» **WHAT IS EXPECTED**
Pull out each line of the material below that contains the word "rocky".

---*---

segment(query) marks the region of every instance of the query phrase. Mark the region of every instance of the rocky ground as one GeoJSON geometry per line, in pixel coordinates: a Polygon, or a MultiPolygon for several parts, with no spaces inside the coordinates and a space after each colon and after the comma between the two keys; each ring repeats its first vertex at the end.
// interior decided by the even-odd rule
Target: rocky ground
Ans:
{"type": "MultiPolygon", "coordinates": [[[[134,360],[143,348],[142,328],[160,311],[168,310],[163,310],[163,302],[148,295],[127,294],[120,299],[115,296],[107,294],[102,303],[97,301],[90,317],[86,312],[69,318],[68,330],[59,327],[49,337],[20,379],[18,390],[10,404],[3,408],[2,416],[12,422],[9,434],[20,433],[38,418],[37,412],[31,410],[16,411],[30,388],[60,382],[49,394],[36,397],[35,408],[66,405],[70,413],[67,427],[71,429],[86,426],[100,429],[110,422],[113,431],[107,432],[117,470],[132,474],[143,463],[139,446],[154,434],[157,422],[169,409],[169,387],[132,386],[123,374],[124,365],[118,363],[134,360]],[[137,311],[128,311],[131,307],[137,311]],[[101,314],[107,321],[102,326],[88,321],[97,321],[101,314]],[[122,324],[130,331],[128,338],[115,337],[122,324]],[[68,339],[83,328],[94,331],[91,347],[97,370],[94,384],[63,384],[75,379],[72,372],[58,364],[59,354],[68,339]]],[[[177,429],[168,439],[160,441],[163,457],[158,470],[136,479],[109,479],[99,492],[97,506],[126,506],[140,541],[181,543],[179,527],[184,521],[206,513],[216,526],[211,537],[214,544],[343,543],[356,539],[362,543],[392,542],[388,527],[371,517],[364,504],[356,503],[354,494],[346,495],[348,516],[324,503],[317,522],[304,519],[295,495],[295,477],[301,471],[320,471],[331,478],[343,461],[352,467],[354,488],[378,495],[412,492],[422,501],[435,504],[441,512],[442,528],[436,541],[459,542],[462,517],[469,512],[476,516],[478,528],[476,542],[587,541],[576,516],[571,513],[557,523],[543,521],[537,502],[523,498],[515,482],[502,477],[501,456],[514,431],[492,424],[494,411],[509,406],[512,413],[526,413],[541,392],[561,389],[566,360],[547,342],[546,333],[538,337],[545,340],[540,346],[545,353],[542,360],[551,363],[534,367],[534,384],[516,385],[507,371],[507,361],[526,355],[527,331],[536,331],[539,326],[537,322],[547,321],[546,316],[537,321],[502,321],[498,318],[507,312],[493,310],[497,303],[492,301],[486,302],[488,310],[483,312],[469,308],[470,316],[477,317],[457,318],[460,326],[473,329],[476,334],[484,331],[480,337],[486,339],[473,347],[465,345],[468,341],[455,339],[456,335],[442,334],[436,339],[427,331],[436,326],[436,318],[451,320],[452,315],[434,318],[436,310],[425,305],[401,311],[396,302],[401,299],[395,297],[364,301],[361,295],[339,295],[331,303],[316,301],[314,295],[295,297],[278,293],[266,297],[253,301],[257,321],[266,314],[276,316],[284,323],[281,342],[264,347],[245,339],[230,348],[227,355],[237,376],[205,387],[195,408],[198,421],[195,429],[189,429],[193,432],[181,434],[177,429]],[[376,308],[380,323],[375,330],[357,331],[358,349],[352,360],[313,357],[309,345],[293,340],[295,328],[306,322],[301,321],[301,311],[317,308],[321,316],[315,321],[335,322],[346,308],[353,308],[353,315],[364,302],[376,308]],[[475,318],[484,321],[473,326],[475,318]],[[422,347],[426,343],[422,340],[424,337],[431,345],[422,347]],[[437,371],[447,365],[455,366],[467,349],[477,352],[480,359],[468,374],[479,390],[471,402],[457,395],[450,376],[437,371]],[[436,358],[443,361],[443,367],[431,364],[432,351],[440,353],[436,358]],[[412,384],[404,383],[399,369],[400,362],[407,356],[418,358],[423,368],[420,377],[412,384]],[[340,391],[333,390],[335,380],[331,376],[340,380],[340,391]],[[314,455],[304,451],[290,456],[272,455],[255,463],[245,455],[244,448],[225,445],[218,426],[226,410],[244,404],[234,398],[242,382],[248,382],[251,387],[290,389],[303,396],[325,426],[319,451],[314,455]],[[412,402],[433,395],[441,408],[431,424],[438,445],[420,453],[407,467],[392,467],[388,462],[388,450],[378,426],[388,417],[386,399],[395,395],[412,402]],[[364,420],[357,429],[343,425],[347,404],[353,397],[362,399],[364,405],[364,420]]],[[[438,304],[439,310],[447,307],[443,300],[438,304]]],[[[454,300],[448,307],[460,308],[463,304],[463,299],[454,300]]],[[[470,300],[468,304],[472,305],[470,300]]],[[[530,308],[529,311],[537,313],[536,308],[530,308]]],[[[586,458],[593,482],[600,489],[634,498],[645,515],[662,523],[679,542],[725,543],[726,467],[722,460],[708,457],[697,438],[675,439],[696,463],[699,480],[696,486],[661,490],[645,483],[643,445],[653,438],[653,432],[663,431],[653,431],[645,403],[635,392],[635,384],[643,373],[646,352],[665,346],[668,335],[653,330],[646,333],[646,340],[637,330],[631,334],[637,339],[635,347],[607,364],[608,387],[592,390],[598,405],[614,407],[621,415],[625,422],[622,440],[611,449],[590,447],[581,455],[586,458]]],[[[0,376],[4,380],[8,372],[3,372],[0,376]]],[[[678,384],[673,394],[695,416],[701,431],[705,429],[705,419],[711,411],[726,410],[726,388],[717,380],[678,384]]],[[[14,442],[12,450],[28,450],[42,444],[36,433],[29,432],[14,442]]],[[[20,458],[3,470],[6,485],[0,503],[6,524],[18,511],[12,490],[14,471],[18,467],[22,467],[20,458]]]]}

---*---

» **RESULT BELOW**
segment(query) marks the region of every instance of the query phrase. Mark the region of every instance of the rocky ground as one GeoJSON geometry per line, in pixel coordinates: a Polygon, or a MultiPolygon for several parts, with no spaces inside the coordinates and a space after each colon and after the comma between the two keys; each ring repeats its first vertex at the end.
Target: rocky ground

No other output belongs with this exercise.